Work to complete.
- 1) Answer these questions about the forum thread:
(a) According to Cryptizard, to what fraction of its size did a paper from two weeks earlier compress GPT-3?
(b) Which lessons does Mason-B say AI researchers have forgotten?
(c) How does Mason-B describe what DNNs fundamentally are?
- 2) Repeat everything in the forum thread from "Reply to comment" down to "we have seen.".

Extract to read.
# # # # #
Cryptizard t1_ja69a0b wrote on February 27, 2023 at 3:41 AM

Reply to comment by Mason-B in So what should we do? by googoobah

It seems to come down to the fact that you think AI researchers are clowns and won’t be able to fix any of these extremely obvious problems in the near future. For example, there are already methods to break the quadratic bottleneck of attention.

Just two weeks ago there was a paper that compresses GPT-3 to1/4 the size. That’s two orders of magnitude in one paper, let alone 10 years. Your pessimism just makes no sense in light of what we have seen.

Mason-B t1_ja6cwsg wrote on February 27, 2023 at 4:12 AM

> It seems to come down to the fact that you think AI researchers are clowns and won’t be able to fix any of these extremely obvious problems in the near future.

No, I think they have forgotten the lessons of the last AI winter. That despite their best intentions to fix obvious problems, many of them will turn out to be intractable for decades.

Fundamentally what DNNs are is a very useful mechanism of optimization algorithm approximation over large domains. We know how that class of algorithms responds to exponential increases in computational power (and re, efficiency), more accurate approximations at a sub linear rate.

> For example, there are already methods to break the quadratic bottleneck of attention.
# # # # #
Supplied material.
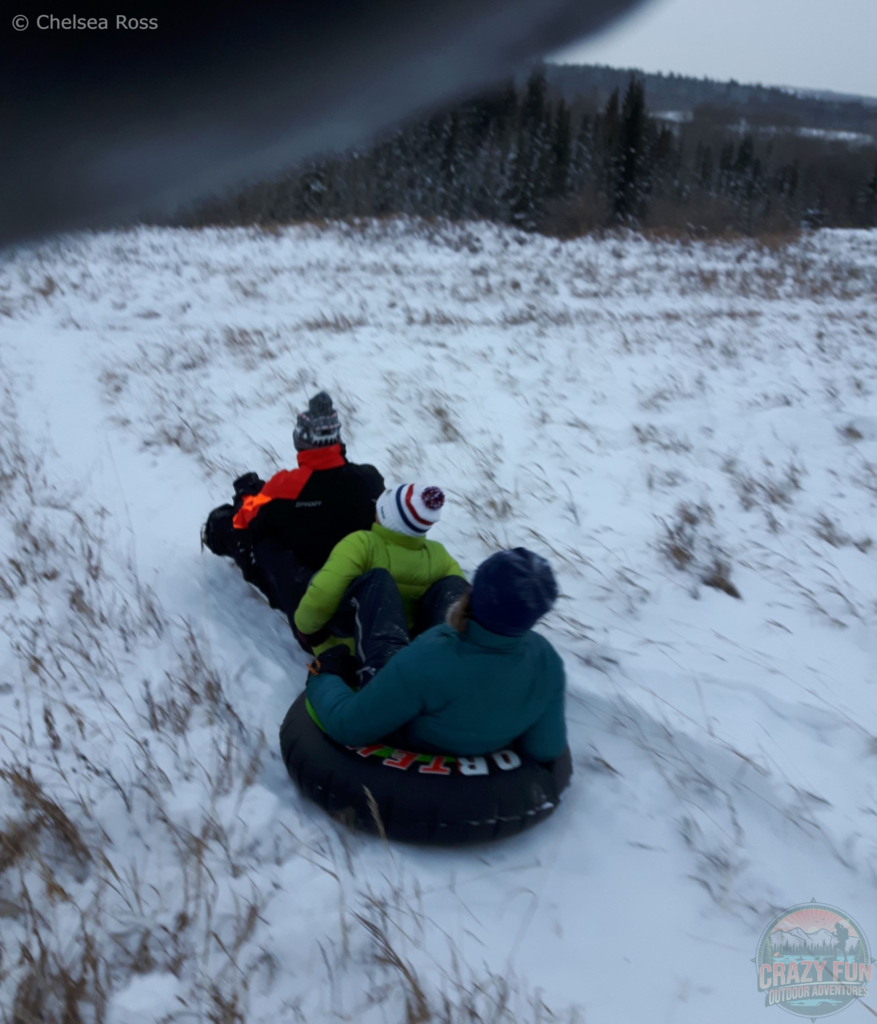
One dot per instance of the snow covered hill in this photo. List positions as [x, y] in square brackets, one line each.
# # # # #
Answers for the tasks.
- 1)
(a) 1/4 the size.
(b) The lessons of the last AI winter.
(c) A very useful mechanism of optimization algorithm approximation over large domains.

- 2)
Reply to comment by Mason-B in So what should we do? by googoobah

It seems to come down to the fact that you think AI researchers are clowns and won’t be able to fix any of these extremely obvious problems in the near future. For example, there are already methods to break the quadratic bottleneck of attention.

Just two weeks ago there was a paper that compresses GPT-3 to1/4 the size. That’s two orders of magnitude in one paper, let alone 10 years. Your pessimism just makes no sense in light of what we have seen.